Instruction
Transcribe all of the rows below line for line, without changing any character or the order of the lines.

____

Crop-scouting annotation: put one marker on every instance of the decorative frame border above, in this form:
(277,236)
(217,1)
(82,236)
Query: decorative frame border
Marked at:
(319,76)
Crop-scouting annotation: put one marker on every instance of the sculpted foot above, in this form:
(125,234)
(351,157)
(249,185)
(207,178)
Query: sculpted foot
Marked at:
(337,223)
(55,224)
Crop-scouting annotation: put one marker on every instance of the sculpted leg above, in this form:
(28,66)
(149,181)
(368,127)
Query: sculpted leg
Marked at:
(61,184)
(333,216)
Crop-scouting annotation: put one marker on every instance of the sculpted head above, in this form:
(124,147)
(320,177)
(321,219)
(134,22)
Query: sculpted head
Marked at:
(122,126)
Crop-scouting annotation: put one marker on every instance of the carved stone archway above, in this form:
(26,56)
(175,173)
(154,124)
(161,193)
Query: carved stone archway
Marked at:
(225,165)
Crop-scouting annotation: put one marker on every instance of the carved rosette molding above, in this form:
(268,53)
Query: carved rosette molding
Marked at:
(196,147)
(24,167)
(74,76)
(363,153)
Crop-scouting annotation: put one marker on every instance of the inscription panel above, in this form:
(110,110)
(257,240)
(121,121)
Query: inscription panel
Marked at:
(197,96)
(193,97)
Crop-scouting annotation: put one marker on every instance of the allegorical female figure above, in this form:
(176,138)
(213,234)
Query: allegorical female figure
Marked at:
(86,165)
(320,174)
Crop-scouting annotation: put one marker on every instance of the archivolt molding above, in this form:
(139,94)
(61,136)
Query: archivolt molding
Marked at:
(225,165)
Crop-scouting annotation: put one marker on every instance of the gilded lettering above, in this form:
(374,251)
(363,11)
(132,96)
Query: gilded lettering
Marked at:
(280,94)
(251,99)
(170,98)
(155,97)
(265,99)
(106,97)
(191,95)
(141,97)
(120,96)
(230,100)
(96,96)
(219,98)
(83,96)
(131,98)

____

Task answer
Crop-scouting annotation: put one marker on every instance of the decorative frame border above, in this form:
(277,236)
(217,1)
(82,236)
Query: decorative frame border
Marked at:
(319,76)
Crop-scouting annotation: put one marker on every instance of the sculpted foot above, in this form:
(125,234)
(351,157)
(249,185)
(207,178)
Query: sculpted foot
Marked at:
(337,223)
(55,224)
Crop-scouting annotation: put one marker on every instance of the sculpted leg above, in this form:
(28,66)
(149,181)
(368,127)
Query: sculpted leg
Marked at:
(61,184)
(333,216)
Crop-scouting annotation: put one marker on every instance of the sculpted head above, in this form:
(124,147)
(320,177)
(321,219)
(134,22)
Query: sculpted head
Marked at:
(122,126)
Crop-scouting annotation: put one marker on every instance of the carved stone archway above, in this form:
(26,56)
(175,173)
(154,124)
(161,193)
Query: carved stone archway
Marked at:
(225,165)
Crop-scouting annotation: put one marker on every instance of the carved rosette molding above, in this form:
(268,53)
Query: carved rosette molding
Marked at:
(196,147)
(24,167)
(74,76)
(363,153)
Crop-scouting annotation: put one marker on every instance of the inscription panel above, in this form:
(110,110)
(257,240)
(121,121)
Query: inscription panel
Marked at:
(197,96)
(193,97)
Crop-scouting annotation: put one marker on every instance of the allegorical female figure above, in this form:
(176,138)
(213,234)
Query: allegorical female figure
Marked at:
(86,165)
(320,174)
Crop-scouting annotation: put one marker on every instance of the archivolt molding above, in this form:
(139,94)
(61,136)
Query: archivolt molding
Marked at:
(225,165)
Crop-scouting annotation: put one marker on every instance of the gilded lettering above, in this form:
(374,251)
(363,11)
(132,96)
Query: gilded lettering
Marked at:
(280,94)
(251,99)
(170,98)
(155,97)
(265,99)
(106,97)
(191,95)
(141,97)
(120,96)
(230,100)
(96,96)
(219,98)
(83,96)
(131,98)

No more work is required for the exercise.